DIRECTIONS FOR THIS TASK
Copy out every line in the items below that contains the word "blurred".
[begin DATASET RECORDS]
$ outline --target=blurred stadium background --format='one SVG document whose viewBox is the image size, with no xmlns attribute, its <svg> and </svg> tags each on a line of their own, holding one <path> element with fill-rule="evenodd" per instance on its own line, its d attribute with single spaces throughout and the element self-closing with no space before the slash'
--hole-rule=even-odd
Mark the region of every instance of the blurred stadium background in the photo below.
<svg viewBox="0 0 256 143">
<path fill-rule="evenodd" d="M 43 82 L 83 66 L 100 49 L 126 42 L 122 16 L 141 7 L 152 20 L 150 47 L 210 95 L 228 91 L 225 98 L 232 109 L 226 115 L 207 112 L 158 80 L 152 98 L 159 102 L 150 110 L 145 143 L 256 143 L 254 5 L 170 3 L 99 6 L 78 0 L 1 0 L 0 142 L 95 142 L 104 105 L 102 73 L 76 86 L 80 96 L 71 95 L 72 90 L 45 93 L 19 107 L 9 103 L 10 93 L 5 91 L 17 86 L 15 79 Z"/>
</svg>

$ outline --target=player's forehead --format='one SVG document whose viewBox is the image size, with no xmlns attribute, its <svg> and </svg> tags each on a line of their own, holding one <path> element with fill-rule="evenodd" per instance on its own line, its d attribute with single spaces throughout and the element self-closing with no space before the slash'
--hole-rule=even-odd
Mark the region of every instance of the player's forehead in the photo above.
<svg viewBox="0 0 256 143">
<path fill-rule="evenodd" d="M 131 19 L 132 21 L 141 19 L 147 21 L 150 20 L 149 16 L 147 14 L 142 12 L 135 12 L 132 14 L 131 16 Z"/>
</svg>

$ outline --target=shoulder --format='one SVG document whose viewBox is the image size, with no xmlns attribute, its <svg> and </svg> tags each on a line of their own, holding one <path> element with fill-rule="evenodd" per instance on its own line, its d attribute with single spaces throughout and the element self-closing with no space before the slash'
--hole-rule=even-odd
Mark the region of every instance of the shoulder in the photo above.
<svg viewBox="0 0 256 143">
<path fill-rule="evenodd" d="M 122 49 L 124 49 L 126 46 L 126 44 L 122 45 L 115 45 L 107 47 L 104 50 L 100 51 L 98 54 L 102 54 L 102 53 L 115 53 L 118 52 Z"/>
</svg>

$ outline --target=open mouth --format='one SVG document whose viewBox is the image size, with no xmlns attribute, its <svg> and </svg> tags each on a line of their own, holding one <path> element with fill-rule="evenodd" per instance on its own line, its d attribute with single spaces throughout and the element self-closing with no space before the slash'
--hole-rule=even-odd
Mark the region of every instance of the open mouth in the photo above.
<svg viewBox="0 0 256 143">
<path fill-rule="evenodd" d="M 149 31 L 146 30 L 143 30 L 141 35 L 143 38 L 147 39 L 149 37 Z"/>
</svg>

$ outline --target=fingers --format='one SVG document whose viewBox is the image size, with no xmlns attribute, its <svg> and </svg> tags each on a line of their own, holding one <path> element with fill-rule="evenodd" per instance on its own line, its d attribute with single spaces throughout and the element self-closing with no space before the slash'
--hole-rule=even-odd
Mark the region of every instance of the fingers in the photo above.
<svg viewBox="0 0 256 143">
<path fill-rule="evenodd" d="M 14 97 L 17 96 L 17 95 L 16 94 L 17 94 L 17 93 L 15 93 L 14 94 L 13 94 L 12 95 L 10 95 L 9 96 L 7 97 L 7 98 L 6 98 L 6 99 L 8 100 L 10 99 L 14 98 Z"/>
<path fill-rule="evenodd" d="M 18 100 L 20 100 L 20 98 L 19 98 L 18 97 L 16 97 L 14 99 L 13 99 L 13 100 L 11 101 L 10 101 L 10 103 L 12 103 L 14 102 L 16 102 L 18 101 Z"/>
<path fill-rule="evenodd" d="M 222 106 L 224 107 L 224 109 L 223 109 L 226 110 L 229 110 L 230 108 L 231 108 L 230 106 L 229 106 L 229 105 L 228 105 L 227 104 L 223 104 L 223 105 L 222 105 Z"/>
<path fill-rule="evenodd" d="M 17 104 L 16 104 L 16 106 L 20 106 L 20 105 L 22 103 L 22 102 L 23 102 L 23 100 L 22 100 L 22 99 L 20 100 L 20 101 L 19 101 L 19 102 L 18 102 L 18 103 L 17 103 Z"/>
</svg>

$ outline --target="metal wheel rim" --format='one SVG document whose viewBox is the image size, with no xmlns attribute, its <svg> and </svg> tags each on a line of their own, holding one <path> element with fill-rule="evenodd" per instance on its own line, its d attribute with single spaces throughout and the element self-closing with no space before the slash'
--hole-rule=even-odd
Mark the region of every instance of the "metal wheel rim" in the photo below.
[end DATASET RECORDS]
OUTPUT FOR THIS TASK
$ outline --target=blurred stadium background --format='one SVG document whose viewBox is the image size, with no xmlns attribute, its <svg> and </svg> tags each on a line of their own, holding one <path> element with fill-rule="evenodd" per instance on its own line, its d attribute with single spaces throughout and the element self-closing with no space before the slash'
Mark the region of every instance of the blurred stadium background in the photo below.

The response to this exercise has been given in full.